━━━━━ Texto mostrado ━━━━━

Todo empieza con un caballo que tropieza con un alambre. El médico del pueblo sale disparado y termina gravemente herido. Nadie sabe quién lo puso ahí. O quizá sí, pero nadie dice nada. Así arranca La cinta blanca, y desde ese momento uno entiende que Michael Haneke no tiene la menor intención de hacernos sentir cómodos.
El pueblo parece sacado de una postal alemana de principios del siglo XX: casas ordenadas, niños bien peinados, padres trabajadores y una religiosidad que lo impregna todo. Pero ese orden esconde algo mucho más oscuro. La película se va metiendo, sin apuro, en la vida de cada familia: el pastor que castiga a sus hijos por la más mínima falta; el barón que gobierna el lugar como si fuera su propio feudo; la partera que sufre abusos; los niños que miran, callan y aprenden.
Lo inquietante es cómo Haneke filma todo eso con una calma que da miedo. No hay sobresaltos, no hay música que te avise. Solo la cámara quieta, observando cómo se va pudriendo la inocencia. Y esos niños, con sus cintas blancas —supuestamente símbolos de pureza y virtud—, se convierten poco a poco en los portadores de un mal silencioso. No porque sean monstruos, sino porque han sido criados por monstruos que se creen ejemplares.
La cinta blanca no te explica nada, pero te lo sugiere todo. El maestro del pueblo, que actúa como narrador, intenta entender qué pasa, y nosotros con él. ¿Quién es culpable de qué? ¿Quién enseñó a quién? Al final, Haneke deja flotando una idea terrible: la maldad no nace de la nada, se aprende. Y en ese pueblo, se enseña con rezos, con castigos y con sonrisas.

━━━━━

Orden de trabajo
Enumera, por favor, todos los medios con que, según el texto sobre La cinta blanca, se enseña la maldad en el pueblo.

━━━━━ Entradas extraídas ━━━━━

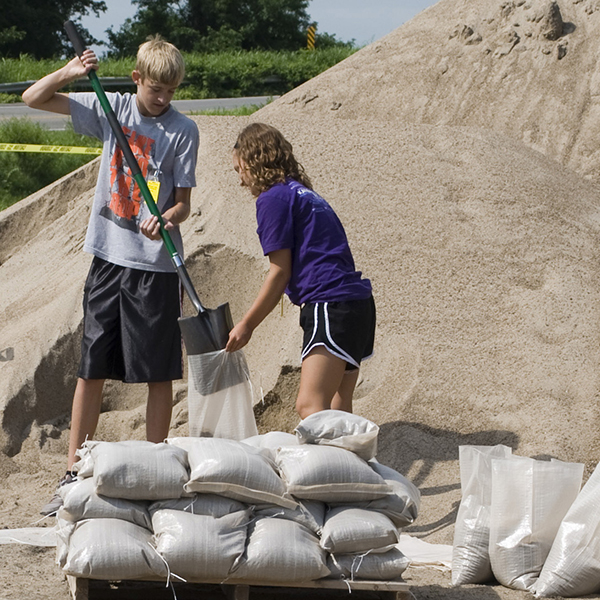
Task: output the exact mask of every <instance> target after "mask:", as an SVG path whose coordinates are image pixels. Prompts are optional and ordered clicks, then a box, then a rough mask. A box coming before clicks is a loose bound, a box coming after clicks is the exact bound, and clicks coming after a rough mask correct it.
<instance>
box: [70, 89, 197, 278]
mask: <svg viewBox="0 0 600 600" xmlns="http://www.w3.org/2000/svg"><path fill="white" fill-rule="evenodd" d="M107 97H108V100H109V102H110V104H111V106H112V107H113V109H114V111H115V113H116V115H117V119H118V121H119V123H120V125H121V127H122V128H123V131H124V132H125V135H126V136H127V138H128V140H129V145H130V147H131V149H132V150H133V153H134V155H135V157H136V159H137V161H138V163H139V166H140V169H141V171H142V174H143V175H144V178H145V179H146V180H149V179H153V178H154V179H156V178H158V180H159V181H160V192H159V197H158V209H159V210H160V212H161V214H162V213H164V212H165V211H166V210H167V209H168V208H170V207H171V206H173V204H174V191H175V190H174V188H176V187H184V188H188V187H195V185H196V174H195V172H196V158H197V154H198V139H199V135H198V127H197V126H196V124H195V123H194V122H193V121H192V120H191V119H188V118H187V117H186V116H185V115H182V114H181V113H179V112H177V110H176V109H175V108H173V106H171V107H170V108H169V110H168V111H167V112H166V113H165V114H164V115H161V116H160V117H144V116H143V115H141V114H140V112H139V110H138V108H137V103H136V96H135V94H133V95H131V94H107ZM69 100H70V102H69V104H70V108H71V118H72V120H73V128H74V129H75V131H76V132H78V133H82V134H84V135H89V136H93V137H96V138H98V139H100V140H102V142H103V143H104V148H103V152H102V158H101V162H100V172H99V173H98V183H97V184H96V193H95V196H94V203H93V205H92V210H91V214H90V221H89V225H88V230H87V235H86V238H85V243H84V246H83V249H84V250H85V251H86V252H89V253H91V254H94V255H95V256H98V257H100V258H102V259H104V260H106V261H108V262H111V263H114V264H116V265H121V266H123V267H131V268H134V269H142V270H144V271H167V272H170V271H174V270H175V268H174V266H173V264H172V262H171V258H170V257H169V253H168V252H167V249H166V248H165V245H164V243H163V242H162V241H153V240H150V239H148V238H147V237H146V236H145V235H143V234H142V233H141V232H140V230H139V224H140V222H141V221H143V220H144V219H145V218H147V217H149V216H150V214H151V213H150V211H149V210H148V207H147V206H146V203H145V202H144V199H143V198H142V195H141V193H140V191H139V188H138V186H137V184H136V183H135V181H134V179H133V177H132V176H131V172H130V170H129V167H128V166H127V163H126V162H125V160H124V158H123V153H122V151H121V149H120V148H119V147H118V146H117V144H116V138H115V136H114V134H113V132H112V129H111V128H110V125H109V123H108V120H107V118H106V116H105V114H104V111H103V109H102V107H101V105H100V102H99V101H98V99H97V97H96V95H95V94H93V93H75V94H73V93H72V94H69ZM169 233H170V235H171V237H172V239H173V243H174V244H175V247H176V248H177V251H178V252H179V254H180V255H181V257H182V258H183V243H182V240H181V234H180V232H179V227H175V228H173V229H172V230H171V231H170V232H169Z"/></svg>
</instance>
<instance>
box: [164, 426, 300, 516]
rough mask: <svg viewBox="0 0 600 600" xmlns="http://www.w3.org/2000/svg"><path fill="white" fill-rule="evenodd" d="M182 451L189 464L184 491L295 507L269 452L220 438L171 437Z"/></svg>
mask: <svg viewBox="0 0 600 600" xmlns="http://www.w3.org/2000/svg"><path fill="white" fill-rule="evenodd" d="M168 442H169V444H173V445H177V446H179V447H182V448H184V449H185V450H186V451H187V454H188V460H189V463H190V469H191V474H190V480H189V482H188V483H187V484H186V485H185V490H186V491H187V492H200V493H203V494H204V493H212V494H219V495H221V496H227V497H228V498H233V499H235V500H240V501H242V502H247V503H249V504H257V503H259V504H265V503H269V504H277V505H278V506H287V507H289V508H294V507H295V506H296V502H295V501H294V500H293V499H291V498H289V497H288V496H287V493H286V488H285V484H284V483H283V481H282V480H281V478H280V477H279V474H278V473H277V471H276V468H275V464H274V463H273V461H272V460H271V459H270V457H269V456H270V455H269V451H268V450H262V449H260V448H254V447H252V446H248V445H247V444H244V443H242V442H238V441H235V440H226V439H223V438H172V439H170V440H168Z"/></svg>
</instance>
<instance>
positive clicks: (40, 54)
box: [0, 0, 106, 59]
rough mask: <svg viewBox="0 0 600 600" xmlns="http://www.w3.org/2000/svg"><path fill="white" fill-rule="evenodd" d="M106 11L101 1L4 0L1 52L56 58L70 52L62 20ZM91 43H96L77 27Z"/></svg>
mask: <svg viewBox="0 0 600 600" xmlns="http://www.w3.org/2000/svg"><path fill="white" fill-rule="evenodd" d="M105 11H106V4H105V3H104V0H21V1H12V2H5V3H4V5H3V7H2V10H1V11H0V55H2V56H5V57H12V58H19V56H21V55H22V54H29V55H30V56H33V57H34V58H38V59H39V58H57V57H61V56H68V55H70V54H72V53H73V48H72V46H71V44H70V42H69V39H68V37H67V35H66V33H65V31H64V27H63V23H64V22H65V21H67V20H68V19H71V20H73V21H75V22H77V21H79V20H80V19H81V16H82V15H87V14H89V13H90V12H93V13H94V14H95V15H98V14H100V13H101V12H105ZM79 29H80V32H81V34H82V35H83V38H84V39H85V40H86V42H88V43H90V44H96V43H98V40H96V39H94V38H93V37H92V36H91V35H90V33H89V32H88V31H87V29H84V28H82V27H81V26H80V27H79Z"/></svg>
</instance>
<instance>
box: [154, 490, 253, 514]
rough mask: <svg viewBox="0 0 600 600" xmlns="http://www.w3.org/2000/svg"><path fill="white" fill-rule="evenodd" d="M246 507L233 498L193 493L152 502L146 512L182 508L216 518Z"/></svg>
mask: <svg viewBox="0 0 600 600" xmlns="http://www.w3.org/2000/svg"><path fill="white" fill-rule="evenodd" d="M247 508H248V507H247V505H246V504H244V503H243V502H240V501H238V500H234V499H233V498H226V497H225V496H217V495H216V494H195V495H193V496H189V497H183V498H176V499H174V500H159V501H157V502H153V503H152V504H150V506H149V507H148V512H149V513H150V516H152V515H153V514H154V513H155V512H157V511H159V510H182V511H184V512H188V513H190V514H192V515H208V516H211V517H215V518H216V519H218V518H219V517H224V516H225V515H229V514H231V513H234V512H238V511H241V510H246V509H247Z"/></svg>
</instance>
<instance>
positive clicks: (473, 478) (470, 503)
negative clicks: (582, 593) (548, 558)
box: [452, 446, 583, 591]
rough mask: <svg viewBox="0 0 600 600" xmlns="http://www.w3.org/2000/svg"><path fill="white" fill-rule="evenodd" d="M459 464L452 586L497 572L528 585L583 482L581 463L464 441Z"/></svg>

━━━━━

Respuesta
- Rezos
- Castigos
- Sonrisas